We’re early into 2016, but Robert Kyncl, chief business officer of YouTube isn’t just making predictions for this year; he’s calling it for the decade.
The last time Robert Kyncl, chief business officer of YouTube, delivered a keynote at the Consumer Electronics Show (CES) he made a few predictions. He said that by 2020, 90 percent of all Internet traffic would be video traffic and that 75 percent of all video would be transmitted through the Internet.
Four years later, Cisco estimated that 90 percent of all Internet traffic will be video by 2019, one year ahead of Kyncl’s prediction. Internet’s percentage of video is also slated to be 60 percent by then. But Kyncl, whose last name rhymes with “tinsel,” stands by the number 75.
“This being Vegas, I am doubling down and standing by my prediction because I don’t think digital video will grow linearly; I think it will grow exponentially,” said Kyncl during his CES keynote yesterday. “I think digital video will become the single largest way people spend their time by the end of the decade, other than sleeping and working.”
Here are four words describing why Kyncl thinks digital video will win the decade:
Our world is growing increasingly mobile, with bigger screens, better experiences and more time spent each day. Over the last year, TV viewing dropped 9 percent among 18- to 34-year-olds, while they spent 48 percent more time on YouTube. Mobile was the largest driver of that growth.
Echoing Reed Hastings, the chief executive (CEO) of Netflix who delivered the conference’s opening keynote, Kyncl said mobile devices making consuming content more personal because you’re in total control of the experience.
“Think back to your childhoods: how many of you had to argue and compromise with your parents and siblings when deciding what to watch in the living room? Now how many of you had to do that during the holidays?” asked Kyncl. “The mobile phone is successfully changing the way we consume video into the way we consume books.”
At one time, AMC was for old films, CNN was for watching anchors read you the news from behind a desk and MTV was for music videos. All three of those networks evolved by broadcasting their own original content: Mad Men, Anderson Cooper 360 and The Real World, which has been on for so long that it’s almost too old to be a cast member on itself.

**Data excerpts:**

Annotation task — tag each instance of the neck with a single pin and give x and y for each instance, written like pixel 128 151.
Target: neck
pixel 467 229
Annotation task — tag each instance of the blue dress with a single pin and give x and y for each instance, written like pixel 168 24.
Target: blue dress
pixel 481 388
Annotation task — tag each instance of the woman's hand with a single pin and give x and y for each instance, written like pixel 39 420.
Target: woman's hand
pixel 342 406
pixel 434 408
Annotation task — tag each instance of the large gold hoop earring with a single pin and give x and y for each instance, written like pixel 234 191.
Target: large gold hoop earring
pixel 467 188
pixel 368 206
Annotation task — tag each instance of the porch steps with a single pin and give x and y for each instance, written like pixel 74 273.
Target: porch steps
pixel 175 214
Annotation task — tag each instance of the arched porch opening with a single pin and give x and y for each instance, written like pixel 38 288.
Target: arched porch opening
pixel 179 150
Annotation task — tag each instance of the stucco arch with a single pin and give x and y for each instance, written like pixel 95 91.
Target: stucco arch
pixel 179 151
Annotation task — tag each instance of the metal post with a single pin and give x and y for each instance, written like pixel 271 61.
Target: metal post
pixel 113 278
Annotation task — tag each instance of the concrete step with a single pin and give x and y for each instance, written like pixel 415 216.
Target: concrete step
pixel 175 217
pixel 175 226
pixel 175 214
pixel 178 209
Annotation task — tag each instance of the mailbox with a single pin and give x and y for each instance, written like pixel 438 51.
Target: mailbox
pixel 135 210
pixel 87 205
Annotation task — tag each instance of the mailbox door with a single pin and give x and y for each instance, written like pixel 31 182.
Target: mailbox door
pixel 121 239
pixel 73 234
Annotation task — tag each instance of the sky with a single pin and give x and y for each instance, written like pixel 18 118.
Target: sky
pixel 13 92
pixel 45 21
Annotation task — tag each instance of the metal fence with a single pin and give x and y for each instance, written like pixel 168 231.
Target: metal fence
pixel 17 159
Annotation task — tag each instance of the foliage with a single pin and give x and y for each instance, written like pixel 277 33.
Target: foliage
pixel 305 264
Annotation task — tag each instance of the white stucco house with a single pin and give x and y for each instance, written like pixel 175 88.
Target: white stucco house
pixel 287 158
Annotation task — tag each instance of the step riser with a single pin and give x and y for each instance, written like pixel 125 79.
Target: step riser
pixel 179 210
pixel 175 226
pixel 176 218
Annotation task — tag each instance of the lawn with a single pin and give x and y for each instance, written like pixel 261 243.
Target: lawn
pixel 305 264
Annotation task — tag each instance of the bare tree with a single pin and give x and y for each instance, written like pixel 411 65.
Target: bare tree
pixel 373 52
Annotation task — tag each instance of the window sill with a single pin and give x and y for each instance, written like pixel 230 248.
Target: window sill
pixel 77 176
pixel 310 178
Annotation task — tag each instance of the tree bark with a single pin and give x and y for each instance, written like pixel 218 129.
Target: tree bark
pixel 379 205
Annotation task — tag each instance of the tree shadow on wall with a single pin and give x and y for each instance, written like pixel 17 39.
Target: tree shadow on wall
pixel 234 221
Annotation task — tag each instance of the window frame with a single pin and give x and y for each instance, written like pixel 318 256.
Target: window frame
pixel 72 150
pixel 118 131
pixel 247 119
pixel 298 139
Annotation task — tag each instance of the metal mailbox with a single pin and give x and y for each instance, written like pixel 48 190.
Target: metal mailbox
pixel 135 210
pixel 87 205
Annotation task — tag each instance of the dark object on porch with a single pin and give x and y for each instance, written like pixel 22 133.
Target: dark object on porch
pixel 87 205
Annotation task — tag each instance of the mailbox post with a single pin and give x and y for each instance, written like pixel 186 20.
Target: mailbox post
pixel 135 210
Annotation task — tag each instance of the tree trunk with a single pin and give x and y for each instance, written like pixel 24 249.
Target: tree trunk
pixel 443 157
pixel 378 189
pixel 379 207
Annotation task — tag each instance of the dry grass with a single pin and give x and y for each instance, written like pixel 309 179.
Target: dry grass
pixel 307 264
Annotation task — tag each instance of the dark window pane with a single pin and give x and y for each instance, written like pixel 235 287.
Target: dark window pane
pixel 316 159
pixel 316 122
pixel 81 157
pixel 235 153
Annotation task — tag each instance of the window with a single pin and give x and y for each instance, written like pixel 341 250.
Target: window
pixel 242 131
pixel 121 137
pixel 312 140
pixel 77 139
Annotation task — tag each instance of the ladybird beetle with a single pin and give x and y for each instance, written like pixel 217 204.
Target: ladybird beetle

**Using the information:**
• a. Reproduce the portion of the article on Robert Kyncl's digital video predictions starting with "Four years later, Cisco" and going on through "the number 75.".
• b. Carry the article on Robert Kyncl's digital video predictions forward from its final sentence.

**Results:**
• a.
Four years later, Cisco estimated that 90 percent of all Internet traffic will be video by 2019, one year ahead of Kyncl’s prediction. Internet’s percentage of video is also slated to be 60 percent by then. But Kyncl, whose last name rhymes with “tinsel,” stands by the number 75.

• b.
YouTube has had a similar evolution, with one key difference: literally anyone can create content. In the younger generation’s eyes, YouTube stars, who were once normal people doing make-up and video game tutorials, are now bigger celebrities than regular celebrities. Michelle Phan has 7 million subscribers and a growing cosmetics empire, while Swedish gamer PewDiePie is the most-followed person on the entire platform.
“Anyone can create something that anyone can watch and it’s that openness that leads to content diversity,” said Kyncl. “Many of these creators started with nothing but a webcam and a YouTube account.
“It’s a lot more attainable to be the next PewDiePie than to be the next Tom Cruise,” he added.
Music is an integral part of YouTube, which boasts the biggest music library on the planet. Continuing his previous point, Kyncl said that anyone’s music could become a phenomenon on YouTube.
Two of the hottest videos from 2015 were “Hello” by Adele, which garnered nearly 1 billion views within a week; and Silentó, who you most likely never heard of before “Watch Me (Whip/Nae Nae)” went viral. Even Justin Bieber, the platform’s most viewed musical artist, was discovered on YouTube by Scooter Braun long before “YouTube star” was a thing.
Kyncl brought Braun to the stage, adding, “My daughter thinks my job is cool because I know Scooter Braun.”
Braun, who is still Bieber’s manager and one of Time‘s 100 influential people in the world, said the most important thing is not to try and be everything to everyone. If you feel something from a video, it’s likely that someone else does, too.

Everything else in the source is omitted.